### WRITTEN PROBLEM
Begin at the first line of the material and stop after the line containing "x=241, y=508". Write out every line again, requests included, and increase each x and y coordinate in the answers by 81, leaving the sample coordinates in the requests as they are.

### DATA ENTRIES
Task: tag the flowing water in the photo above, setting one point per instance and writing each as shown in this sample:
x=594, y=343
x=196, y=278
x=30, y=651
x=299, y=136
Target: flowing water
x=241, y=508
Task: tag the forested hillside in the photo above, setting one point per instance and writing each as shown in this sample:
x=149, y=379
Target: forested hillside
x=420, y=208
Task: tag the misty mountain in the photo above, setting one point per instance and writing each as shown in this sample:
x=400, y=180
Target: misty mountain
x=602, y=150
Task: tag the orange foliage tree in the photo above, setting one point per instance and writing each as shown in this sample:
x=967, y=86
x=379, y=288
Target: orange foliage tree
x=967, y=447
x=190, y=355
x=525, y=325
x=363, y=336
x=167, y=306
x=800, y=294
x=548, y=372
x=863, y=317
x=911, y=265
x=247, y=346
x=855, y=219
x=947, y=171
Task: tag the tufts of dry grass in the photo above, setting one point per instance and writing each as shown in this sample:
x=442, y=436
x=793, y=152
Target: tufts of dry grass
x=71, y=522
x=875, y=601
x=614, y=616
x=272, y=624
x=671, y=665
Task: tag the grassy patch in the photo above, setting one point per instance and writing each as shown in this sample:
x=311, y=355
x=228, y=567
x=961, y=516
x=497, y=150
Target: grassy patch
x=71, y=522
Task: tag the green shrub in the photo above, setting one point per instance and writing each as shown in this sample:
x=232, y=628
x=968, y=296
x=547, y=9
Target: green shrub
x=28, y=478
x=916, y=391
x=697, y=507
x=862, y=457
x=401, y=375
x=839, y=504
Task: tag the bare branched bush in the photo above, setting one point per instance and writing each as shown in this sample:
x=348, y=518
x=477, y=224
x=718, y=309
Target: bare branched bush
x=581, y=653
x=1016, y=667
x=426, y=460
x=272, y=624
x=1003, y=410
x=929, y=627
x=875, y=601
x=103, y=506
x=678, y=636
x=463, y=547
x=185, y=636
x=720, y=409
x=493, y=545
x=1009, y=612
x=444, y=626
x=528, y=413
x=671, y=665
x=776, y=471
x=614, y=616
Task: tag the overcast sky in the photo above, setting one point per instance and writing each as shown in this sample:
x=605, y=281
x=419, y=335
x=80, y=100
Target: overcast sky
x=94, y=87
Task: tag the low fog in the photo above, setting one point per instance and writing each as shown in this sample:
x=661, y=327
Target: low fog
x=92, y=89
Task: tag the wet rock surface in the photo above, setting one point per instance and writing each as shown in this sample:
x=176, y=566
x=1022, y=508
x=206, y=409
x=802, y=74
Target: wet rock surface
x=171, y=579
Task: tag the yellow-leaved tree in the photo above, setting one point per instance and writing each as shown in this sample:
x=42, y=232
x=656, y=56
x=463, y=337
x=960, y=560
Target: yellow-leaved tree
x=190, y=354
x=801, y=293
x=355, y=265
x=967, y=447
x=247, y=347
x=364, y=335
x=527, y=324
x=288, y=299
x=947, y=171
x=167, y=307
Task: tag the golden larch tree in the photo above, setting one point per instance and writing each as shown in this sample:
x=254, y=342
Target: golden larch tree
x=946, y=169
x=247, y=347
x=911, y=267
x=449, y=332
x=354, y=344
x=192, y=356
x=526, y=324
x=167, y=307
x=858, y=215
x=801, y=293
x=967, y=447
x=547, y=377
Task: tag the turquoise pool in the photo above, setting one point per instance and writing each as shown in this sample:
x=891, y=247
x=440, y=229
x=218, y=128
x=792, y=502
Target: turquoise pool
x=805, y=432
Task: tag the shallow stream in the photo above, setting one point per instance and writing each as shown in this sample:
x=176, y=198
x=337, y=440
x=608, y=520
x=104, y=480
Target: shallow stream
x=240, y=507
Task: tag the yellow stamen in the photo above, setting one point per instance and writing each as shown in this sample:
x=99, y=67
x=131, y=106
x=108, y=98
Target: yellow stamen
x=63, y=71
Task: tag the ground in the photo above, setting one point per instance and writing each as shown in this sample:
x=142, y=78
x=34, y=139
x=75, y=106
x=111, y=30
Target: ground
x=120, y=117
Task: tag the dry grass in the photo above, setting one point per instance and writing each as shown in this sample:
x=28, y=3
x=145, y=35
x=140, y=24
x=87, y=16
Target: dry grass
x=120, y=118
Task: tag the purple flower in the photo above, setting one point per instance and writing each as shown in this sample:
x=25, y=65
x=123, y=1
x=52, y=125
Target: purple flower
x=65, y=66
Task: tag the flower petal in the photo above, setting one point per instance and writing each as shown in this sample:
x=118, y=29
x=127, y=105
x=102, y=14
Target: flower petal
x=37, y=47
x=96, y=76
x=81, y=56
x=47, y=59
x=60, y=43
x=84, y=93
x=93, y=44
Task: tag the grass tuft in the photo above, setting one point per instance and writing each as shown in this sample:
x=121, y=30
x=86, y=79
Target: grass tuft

### RESPONSE TO THIS EXERCISE
Task: tag the flowing water in the photo above, setting one point per instance and writing each as shown in this sample:
x=594, y=343
x=196, y=278
x=30, y=651
x=299, y=136
Target: flowing water
x=322, y=589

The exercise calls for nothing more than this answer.